Work request | Among the entries below, only the lines starting at the one with "The component shall identify every instance of the silver car" and ending at the one with "The component shall identify every instance of the power", both included, are to be printed exactly.

[Dataset records]
▶

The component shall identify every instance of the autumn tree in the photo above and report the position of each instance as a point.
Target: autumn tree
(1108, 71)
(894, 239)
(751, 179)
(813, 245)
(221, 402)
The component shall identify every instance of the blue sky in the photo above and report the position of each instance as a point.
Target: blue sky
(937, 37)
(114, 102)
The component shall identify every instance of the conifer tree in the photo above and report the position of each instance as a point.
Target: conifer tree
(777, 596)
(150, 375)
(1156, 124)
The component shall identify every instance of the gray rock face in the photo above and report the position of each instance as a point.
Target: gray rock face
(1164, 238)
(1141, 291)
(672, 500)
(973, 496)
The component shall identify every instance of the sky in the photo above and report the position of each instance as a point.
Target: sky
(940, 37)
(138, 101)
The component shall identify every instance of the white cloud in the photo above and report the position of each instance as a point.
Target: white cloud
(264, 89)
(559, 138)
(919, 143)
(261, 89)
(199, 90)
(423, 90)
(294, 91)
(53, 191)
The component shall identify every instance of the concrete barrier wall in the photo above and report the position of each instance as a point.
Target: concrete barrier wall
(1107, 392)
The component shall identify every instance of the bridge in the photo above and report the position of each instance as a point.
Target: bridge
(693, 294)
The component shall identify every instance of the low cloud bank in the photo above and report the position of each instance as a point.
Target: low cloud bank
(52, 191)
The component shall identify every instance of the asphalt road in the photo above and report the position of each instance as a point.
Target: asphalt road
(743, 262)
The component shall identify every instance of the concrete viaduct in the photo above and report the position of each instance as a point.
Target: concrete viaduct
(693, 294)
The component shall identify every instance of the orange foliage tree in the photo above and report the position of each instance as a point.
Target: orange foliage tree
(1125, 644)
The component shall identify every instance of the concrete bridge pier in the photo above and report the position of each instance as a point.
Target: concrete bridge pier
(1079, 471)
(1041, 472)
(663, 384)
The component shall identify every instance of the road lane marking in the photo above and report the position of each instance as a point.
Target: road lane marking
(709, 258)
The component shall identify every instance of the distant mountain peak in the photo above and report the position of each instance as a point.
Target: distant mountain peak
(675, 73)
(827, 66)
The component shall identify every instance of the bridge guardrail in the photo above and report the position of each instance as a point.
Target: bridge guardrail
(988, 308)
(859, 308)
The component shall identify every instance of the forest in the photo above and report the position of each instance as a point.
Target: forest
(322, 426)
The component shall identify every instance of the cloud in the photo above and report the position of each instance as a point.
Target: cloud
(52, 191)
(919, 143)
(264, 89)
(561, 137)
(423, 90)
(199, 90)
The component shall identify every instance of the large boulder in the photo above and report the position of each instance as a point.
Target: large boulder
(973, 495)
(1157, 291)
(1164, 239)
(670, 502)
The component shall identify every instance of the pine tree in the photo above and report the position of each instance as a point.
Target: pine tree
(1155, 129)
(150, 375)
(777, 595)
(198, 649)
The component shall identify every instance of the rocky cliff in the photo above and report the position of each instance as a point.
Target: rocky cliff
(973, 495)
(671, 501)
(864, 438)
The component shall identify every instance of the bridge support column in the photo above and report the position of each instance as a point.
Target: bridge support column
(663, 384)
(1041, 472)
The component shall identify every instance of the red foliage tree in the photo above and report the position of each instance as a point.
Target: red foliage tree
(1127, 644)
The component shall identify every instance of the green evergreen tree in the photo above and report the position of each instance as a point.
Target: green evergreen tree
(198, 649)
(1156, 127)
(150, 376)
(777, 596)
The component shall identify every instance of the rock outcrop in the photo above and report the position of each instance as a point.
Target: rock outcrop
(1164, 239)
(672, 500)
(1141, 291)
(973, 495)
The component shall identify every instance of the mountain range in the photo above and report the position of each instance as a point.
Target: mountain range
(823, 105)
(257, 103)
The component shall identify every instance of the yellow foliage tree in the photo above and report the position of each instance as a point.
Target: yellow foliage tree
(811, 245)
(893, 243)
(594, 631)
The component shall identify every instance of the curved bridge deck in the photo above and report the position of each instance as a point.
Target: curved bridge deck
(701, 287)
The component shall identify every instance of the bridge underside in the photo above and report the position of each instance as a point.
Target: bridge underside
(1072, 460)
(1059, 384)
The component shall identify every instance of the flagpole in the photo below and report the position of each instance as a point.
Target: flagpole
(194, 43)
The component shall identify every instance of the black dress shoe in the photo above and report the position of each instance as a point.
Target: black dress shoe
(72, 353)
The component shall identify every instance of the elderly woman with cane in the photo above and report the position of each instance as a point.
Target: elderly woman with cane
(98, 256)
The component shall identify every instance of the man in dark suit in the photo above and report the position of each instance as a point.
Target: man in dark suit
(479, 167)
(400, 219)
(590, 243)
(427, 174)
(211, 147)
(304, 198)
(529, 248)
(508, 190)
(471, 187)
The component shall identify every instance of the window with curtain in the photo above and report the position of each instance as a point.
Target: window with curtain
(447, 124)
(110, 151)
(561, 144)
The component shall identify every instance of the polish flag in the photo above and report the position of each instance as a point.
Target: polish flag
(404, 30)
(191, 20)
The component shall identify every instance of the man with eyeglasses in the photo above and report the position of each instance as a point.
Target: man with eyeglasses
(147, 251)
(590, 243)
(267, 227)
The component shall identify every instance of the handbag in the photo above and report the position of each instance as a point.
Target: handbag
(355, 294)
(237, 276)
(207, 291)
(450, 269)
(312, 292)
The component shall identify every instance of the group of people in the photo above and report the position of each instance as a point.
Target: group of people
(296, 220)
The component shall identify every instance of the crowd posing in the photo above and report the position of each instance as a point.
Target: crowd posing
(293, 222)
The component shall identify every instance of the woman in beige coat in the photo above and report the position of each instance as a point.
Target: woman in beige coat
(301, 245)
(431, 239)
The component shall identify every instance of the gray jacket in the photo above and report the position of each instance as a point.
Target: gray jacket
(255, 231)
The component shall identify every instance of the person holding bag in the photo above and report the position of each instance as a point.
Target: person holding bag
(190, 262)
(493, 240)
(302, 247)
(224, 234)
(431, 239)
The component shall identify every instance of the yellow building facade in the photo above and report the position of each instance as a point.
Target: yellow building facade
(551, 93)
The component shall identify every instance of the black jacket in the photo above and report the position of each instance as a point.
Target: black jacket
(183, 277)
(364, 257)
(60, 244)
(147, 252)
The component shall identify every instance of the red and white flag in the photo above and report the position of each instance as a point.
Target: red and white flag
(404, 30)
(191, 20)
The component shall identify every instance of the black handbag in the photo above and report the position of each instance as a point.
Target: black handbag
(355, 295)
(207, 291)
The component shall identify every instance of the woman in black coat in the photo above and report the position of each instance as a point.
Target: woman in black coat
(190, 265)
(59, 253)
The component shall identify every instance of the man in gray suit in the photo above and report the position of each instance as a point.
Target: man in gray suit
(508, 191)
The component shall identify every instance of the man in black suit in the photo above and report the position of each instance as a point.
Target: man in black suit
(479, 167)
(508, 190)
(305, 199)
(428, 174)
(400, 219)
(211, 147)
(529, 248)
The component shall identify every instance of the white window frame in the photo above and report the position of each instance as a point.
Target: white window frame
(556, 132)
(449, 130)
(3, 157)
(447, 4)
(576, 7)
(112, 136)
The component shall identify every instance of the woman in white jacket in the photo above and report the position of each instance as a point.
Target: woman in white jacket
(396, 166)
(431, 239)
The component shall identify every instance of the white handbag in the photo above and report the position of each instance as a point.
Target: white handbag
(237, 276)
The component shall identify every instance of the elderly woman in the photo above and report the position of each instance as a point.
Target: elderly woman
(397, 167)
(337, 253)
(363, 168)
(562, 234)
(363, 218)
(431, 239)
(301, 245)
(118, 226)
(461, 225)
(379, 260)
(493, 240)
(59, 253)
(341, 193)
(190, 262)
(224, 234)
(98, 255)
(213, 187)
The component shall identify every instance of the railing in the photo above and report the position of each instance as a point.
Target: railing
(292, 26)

◀
▶

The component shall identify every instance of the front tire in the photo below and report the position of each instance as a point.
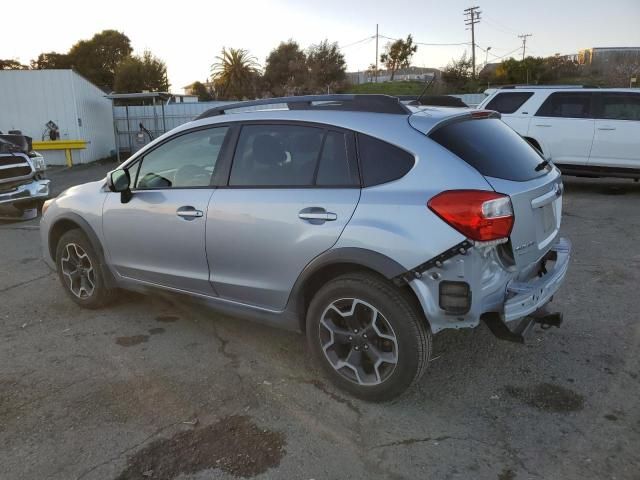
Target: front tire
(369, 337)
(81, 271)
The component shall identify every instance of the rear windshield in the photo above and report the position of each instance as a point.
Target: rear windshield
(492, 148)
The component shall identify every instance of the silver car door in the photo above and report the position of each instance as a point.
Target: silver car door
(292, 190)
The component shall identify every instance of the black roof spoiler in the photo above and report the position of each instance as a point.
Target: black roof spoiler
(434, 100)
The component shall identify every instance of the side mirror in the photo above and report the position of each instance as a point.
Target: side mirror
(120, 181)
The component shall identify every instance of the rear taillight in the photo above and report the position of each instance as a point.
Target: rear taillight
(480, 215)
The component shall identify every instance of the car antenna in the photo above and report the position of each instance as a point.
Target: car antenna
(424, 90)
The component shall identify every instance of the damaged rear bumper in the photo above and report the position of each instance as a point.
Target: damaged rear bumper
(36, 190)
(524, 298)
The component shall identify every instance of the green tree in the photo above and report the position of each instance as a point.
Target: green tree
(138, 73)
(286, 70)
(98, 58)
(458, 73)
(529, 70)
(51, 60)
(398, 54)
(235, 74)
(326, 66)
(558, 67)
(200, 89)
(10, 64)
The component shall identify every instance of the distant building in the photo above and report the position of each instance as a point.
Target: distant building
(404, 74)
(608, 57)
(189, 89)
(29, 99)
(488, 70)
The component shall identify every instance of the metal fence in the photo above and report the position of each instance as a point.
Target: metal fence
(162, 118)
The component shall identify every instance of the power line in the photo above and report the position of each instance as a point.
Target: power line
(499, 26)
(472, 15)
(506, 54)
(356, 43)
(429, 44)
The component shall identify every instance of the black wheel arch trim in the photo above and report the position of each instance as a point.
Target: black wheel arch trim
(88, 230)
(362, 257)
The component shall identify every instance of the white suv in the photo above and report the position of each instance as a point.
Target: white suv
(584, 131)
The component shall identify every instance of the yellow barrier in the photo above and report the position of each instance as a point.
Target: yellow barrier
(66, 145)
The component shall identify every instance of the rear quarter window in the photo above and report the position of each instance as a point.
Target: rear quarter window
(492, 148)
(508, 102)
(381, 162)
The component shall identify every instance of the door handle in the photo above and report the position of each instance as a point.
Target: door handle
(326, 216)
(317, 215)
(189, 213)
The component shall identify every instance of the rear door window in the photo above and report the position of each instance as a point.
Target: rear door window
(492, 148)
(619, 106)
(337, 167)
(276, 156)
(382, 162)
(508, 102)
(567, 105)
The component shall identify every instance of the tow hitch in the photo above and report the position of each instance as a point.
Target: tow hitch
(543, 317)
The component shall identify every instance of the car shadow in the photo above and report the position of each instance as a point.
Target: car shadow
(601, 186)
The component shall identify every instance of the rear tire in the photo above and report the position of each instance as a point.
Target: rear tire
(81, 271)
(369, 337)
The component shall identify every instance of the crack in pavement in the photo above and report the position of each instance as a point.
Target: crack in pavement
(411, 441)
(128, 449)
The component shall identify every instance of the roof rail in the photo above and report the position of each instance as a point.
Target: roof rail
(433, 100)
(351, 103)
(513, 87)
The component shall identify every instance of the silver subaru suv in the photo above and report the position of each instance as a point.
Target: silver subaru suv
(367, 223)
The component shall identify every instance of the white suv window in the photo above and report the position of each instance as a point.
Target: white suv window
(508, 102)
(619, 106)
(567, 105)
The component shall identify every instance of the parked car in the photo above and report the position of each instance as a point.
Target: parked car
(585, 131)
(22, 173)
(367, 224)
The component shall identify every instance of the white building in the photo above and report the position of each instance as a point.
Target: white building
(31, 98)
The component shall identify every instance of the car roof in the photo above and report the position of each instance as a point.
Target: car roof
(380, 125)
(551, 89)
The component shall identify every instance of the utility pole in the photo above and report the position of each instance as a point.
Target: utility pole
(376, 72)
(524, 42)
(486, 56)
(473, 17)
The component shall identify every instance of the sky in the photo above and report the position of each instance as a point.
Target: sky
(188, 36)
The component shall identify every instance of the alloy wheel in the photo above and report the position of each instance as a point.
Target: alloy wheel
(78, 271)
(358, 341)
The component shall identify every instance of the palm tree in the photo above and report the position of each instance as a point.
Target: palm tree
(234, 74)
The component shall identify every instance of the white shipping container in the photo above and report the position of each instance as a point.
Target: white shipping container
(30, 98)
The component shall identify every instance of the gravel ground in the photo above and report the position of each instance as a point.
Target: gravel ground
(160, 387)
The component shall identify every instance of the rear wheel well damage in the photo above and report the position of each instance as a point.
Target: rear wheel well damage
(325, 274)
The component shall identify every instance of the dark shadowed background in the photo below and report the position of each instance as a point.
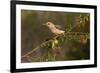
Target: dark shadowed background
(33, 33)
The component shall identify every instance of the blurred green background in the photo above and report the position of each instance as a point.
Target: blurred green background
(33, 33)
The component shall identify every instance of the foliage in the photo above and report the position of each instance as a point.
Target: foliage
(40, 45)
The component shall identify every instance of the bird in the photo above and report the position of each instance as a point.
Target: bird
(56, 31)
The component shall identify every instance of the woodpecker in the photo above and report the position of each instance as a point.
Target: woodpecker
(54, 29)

◀

Result of the exercise |
The component shall identify every instance of the silver car door in the photo above and report the position of each instance as a point.
Target: silver car door
(292, 190)
The component shall identify every instance of the black roof spoiler in the photo above and report the position of each instance as a point.
Target: black roof spoiler
(434, 100)
The component shall identify every instance of the side mirror in the photo above and report the position of each instance as a point.
Target: side mirror
(120, 181)
The component shall identify every instance of the rear taillight in the photo above and report the position of each instance as a point.
Target: rear taillight
(480, 215)
The component shall identify every instance of the car antenna in the photo above and report the position of each instance as a point.
Target: car antenna
(424, 90)
The component shall identify every instance of the damaged rear bumper in the photo above and report the position of each instance as a point.
Target: damaged rear bumper
(36, 190)
(524, 298)
The component shall identify every instance of the green tree in the photo above and report the position of each instance as a point.
Target: green tree
(138, 73)
(286, 70)
(98, 58)
(458, 73)
(529, 70)
(51, 60)
(398, 54)
(235, 74)
(326, 66)
(558, 67)
(200, 89)
(10, 64)
The component shall identify every instance of the distant building in the photo above and report the position of each instance as a point.
Target: distant building
(404, 74)
(608, 57)
(189, 89)
(29, 99)
(488, 70)
The component shall identify every instance of the metal fence in the photo above and report the position of each instance as a point.
Target: metal fence
(162, 118)
The component shall identify every instance of the power line in the photo above and report the position of each instance as a point.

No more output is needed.